▸ Written request
Please print the lines below without any change, starting at the line that contains "Find beige house here." and ending with the last line, both included.

▸ Extracts from a box-labeled dataset
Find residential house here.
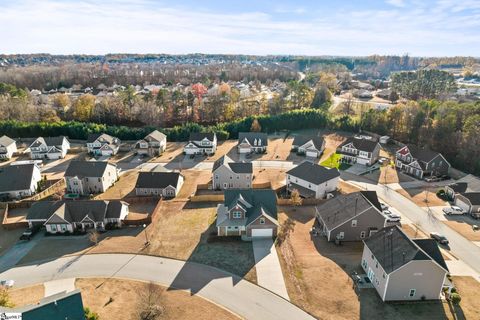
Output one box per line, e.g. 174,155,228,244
87,133,121,156
183,132,217,155
26,200,129,233
216,189,278,240
237,132,268,153
212,155,253,190
292,135,325,158
27,137,70,160
337,137,380,166
362,226,448,301
0,289,85,320
135,171,185,198
286,161,340,199
0,163,42,199
395,145,450,179
315,191,386,241
0,136,17,159
135,130,167,157
65,161,118,195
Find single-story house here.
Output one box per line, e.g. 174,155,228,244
315,191,387,241
362,226,449,301
286,161,340,199
26,200,129,233
237,132,268,153
216,189,279,240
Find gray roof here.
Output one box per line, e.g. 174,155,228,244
224,189,277,224
135,171,180,189
0,164,36,193
287,161,340,185
292,135,324,151
364,225,448,273
26,200,127,223
317,191,385,230
212,155,253,173
238,132,268,147
339,138,378,152
0,136,15,147
65,161,116,178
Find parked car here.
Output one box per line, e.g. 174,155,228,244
442,206,465,216
430,232,448,245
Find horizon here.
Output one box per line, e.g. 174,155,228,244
0,0,480,57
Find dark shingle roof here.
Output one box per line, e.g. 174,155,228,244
238,132,268,147
287,161,340,185
135,171,180,189
0,164,36,193
317,191,385,230
65,161,116,178
292,136,324,150
339,138,378,152
224,189,277,224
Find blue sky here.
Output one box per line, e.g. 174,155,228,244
0,0,480,56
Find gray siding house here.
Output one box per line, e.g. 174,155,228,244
362,226,448,301
395,145,451,179
315,191,386,241
212,156,253,190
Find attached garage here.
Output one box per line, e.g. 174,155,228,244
252,229,273,238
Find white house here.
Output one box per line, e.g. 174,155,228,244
27,136,70,160
183,132,217,155
286,161,340,199
0,136,17,159
87,133,120,156
0,163,42,199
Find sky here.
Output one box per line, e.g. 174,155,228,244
0,0,480,57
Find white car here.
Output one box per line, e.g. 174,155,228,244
442,206,465,216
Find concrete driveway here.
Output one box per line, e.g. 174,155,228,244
0,254,314,320
252,238,290,300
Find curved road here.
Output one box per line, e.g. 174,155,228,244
0,254,314,320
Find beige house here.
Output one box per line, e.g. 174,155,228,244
65,161,118,195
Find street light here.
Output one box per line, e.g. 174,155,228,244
143,224,150,247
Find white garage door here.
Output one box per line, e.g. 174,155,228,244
252,229,273,238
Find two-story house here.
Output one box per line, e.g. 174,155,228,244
87,133,121,156
65,161,118,195
27,137,70,160
286,161,340,199
395,145,451,179
183,132,217,155
26,200,129,233
315,191,387,241
237,132,268,153
135,130,167,157
216,189,278,240
0,136,17,159
337,137,380,166
212,155,253,190
292,135,325,158
0,163,42,199
362,226,448,301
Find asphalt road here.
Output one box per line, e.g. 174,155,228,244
0,254,314,320
341,172,480,280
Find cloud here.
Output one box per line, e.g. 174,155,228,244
0,0,480,56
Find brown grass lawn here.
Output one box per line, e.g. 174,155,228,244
396,188,445,207
75,278,239,320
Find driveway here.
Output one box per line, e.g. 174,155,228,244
0,254,314,320
252,239,290,300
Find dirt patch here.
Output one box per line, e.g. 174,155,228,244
75,278,239,320
395,188,445,207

▸ Result for this exercise
Find beige house here.
Output one box per line, e.g. 174,155,228,244
65,161,118,195
Find street light here.
Output one box per line, e.g. 174,155,228,244
143,224,150,247
Find white garage door here.
Output one box per line, e.g. 174,155,228,244
252,229,273,238
Find two-story house here.
Output one box per line, e.g. 174,155,228,244
87,133,121,156
65,161,118,195
27,137,70,160
286,161,340,199
395,145,451,179
183,132,217,155
26,200,129,233
315,191,387,241
237,132,268,153
135,130,167,157
216,189,278,240
0,136,17,159
337,137,380,166
212,155,253,190
292,135,325,158
0,163,42,199
362,226,448,301
Find asphalt road here.
Output one box per line, e.g. 174,155,228,244
0,254,314,320
341,172,480,280
Find cloud here.
Output one box per line, e.g. 174,155,228,244
0,0,480,56
Find brown grass lawn here.
Output one box per line, e.g. 174,155,228,244
396,188,445,207
75,278,239,320
Find driveway here.
Output one box per line, e.g. 174,155,228,244
0,254,314,320
252,239,290,300
Find dirt patch here.
Output one box per line, e.g. 174,155,228,244
75,278,239,320
395,188,445,207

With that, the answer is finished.